» Extrait du document
··········
Pour certains chercheurs, qui tendent à le circonscrire erronément à la parole, le langage serait une propriété purement humaine. Dans un essai paru récemment aux Presses Universitaires de Liège, le professeur Jean Adolphe Rondal développe de façon convaincante l'idée inverse. Plusieurs ingrédients majeurs du langage humain seraient déjà présents sous une forme élémentaire chez diverses espèces animales. Et l'évolution aurait accompli son œuvre...

COVER Origines LangageÀ en croire Descartes, une des différences majeures entre l'homme et l'animal serait que le premier possède le langage, contrairement au second. Cependant, le philosophe français ne précise pas ce que recouvre exactement à ses yeux  le concept même de langage. Le célèbre linguiste américain Noam Chomsky, professeur émérite du Massachusetts Institute of Technology (MIT), n'en a cure puisqu'il soutient sans réserve la thèse de Descartes. Auteur d'un ouvrage récent intitulé D'où vient le langage humain ? Essai de reconstitution évolutive (1), le psychologue et linguiste Jean Adolphe Rondal, professeur émérite de l'Université de Liège (ULg), s'interroge : « Chomsky se réfère-t-il à l'ensemble des composantes constitutives du système langagier humain ou seulement à certaines d'entre elles, comme la syntaxe ? » Le fait est que, malgré l'imprécision de ses propos, le linguiste américain parle du langage comme d'une propriété d'espèce, sans aucun analogue significatif chez d'autres organismes que les êtres humains. Il écrit : « Il n'y a aucune raison sérieuse de mettre en doute aujourd'hui l'idée cartésienne que la capacité à utiliser des signes linguistiques pour exprimer des pensées librement conçues constitue la véritable séparation entre l'homme et la bête. »
··········
» Consigne
D'après l'extrait du document, Jean Adolphe Rondal est professeur émérite de quelle université ?
··········
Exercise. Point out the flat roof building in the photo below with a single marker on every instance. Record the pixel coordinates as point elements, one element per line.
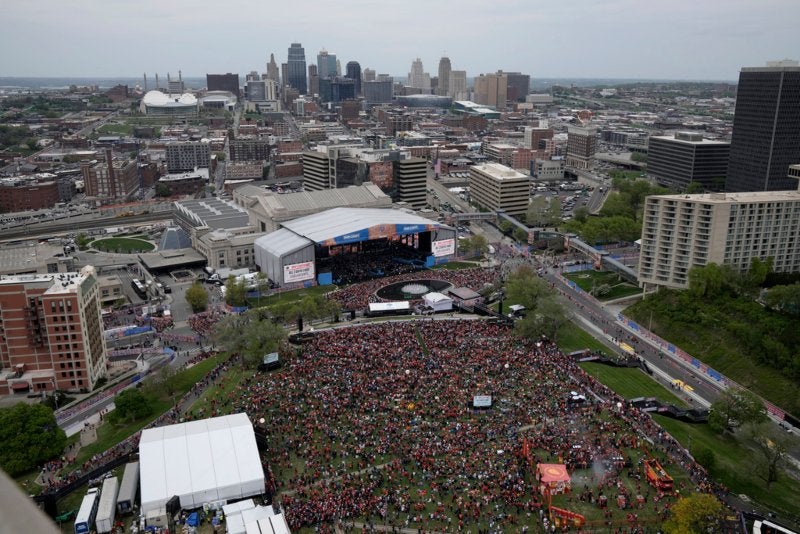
<point>52,332</point>
<point>676,161</point>
<point>765,138</point>
<point>494,187</point>
<point>684,231</point>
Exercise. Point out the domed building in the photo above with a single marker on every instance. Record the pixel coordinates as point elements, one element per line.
<point>159,103</point>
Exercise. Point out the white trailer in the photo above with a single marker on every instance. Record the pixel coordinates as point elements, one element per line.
<point>127,490</point>
<point>104,522</point>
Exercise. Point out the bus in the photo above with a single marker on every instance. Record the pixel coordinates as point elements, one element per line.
<point>139,289</point>
<point>84,521</point>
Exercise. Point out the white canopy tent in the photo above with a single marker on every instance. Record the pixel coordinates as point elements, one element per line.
··········
» Solution
De l'Université de Liège (ULg).